EXERCISE SET –
A - According to the stadium article, what is the capacity of the club's home in Kingston?
B - Return the passage of the stadium article from "And though any" to "the local area.", copied word for word.
C - State whether each statement agrees with the stadium article, answering yes or no and quoting the words that decide it: (i) The site was bought by Galliard Homes. (ii) The planned stadium would seat 20,000 from the start. (iii) The fan consultation took place about 18 months ago.

Which makes you wonder, if sourcing a site for a new stadium was what caused more than a decade of trauma, why did no one think of using the extensive spaces of the greyhound stadium next door before? “They did,” says Samuleson. “I believe there was an attempt to groundshare with the dog track when they were still in Plough Lane. But it was never practical.”
What changed things was that the site was bought by developers Galliard Homes. They believed the best way to use what is a large, albeit shambolic area was to build a new sporting stadium in its core, fringed by a housing development. It went into partnership with AFC and has now submitted a report to the council to suggest the site be designated as ideal for this purpose.
If the independent inspectors agree and the council adopts the idea, the club will then apply for planning permission for an 11,000-seat stadium, with the potential to rise to 20,000. It will cost some £16 million.
“We’re a very prudent operation. We don’t want to put ourselves into hock. But we’re confident we can do it,” says Samuelson of the cost. The naming rights will be valuable, we’re putting in place foundations for a share ownership plan, we will make some money from the enabling development. Yes, we can do it.”
More than that, Samuelson believes they must do it. Not just because the club’s 4,100-capacity home in Kingston is too small to meet their ambitions. But because a return to Wimbledon is central to their founding ethos: after all it was the abrupt eviction from home that led them to be formed in the first place.
“About 18 months ago, we did extensive fan consultation about what should be our core aims,” he says. “The two biggest things that emerged were: one to stay in fan ownership; and secondly go back to Wimbledon.”
And though any redevelopment will inevitably lead to the end of dog racing on the site, AFC’s man insists that the new project will be of huge benefit to the local area.
“This will be a community asset, with dozens of things from street gyms to entertainment suites that people will want to use every day of the week. It will transform this part of the borough. It will make everyone proud. When we play another well-known fan-owned club in our first game in our new stadium, I’ll be fit to burst. Yes, it will be great to welcome Barcelona here.”
In the London borough of Merton, football is about to come home.”

EXTRACTED ENTRIES –
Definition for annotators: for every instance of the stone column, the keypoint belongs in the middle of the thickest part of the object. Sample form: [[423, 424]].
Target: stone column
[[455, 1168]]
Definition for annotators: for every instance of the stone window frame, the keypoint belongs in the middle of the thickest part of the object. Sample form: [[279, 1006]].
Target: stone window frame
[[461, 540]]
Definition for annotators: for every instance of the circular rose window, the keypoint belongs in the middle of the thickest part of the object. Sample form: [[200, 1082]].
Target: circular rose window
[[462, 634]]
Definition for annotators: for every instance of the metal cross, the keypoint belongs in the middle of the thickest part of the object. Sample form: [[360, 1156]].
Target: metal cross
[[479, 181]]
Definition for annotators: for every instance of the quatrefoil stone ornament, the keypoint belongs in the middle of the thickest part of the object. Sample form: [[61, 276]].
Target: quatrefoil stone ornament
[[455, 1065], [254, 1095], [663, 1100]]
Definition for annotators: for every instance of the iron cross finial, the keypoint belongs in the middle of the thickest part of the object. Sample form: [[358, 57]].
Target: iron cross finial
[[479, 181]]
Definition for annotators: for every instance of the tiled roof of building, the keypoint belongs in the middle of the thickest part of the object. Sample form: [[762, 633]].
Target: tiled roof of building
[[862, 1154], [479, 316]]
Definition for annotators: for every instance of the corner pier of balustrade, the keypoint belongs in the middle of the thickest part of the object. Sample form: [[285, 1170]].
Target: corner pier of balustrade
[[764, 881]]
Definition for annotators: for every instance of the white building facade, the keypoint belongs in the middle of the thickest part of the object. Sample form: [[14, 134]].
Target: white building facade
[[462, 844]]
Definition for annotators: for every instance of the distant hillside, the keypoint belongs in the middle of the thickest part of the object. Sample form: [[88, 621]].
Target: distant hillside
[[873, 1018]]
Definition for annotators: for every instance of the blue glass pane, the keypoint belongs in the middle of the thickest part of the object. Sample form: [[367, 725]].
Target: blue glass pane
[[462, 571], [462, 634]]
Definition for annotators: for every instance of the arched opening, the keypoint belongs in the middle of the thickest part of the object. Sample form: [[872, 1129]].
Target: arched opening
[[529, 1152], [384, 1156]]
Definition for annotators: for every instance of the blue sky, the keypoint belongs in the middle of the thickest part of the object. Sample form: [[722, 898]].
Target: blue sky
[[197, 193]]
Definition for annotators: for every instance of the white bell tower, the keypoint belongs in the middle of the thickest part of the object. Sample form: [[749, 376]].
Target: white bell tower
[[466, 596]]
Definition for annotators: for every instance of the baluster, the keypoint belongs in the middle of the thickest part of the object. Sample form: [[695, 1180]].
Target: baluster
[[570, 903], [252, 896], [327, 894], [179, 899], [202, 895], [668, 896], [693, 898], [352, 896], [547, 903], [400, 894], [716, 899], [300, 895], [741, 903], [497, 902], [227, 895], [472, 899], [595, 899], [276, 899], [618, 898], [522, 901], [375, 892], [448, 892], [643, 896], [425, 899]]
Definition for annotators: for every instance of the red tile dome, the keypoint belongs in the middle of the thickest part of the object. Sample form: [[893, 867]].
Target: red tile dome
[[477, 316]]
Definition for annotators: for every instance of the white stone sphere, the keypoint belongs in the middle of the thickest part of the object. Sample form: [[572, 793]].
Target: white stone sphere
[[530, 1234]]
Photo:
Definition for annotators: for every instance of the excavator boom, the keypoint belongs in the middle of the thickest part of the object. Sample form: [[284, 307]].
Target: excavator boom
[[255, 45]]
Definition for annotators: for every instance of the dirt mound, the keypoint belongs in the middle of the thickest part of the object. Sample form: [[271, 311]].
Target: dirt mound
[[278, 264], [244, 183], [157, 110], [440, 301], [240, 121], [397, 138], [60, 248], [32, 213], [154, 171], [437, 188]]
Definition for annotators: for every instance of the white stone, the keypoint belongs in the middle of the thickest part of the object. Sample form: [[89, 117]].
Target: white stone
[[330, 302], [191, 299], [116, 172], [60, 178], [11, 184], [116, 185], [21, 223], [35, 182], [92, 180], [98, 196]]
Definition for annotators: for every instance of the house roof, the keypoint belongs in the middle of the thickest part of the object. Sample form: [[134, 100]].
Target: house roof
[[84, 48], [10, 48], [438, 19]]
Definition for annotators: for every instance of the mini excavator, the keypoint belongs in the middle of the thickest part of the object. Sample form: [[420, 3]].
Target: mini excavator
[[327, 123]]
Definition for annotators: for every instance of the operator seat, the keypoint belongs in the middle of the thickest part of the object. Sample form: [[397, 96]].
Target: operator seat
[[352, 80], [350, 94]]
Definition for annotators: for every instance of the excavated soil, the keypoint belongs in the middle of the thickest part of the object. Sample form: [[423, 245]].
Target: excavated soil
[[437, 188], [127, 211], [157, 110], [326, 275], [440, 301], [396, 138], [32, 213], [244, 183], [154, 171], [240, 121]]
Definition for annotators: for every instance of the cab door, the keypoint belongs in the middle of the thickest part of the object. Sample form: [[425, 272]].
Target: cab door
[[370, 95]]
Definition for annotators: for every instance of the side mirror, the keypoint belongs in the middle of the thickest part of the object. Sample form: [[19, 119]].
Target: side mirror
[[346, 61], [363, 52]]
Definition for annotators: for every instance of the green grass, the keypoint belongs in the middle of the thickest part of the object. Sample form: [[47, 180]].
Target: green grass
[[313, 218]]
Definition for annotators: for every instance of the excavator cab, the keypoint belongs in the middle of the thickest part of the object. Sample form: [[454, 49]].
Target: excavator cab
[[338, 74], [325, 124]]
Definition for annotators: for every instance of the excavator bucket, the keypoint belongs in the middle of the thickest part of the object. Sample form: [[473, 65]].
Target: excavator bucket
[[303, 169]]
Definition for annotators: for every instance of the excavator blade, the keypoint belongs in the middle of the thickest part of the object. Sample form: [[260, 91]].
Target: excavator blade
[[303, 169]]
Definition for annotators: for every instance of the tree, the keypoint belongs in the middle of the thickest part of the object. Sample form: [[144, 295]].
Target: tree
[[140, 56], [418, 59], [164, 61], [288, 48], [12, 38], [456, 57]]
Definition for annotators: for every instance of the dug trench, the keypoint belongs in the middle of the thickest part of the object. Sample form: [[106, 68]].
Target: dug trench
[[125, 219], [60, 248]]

PER-TASK ANSWERS –
A - 4,100

B -
And though any redevelopment will inevitably lead to the end of dog racing on the site, AFC’s man insists that the new project will be of huge benefit to the local area.

C -
(i) Yes: "the site was bought by developers Galliard Homes"
(ii) No: "an 11,000-seat stadium, with the potential to rise to 20,000"
(iii) Yes: "About 18 months ago, we did extensive fan consultation"